## Your task
The records that follow are to be repeated without alteration.

"""

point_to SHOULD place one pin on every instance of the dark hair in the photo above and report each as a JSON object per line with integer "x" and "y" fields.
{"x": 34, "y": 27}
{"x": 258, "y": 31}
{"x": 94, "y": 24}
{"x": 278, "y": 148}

"""

## Solution for this task
point_to SHOULD place one pin on every instance of the dark hair in the photo above and report each as a JSON object per line with integer "x" and "y" fields.
{"x": 34, "y": 27}
{"x": 258, "y": 31}
{"x": 94, "y": 24}
{"x": 278, "y": 148}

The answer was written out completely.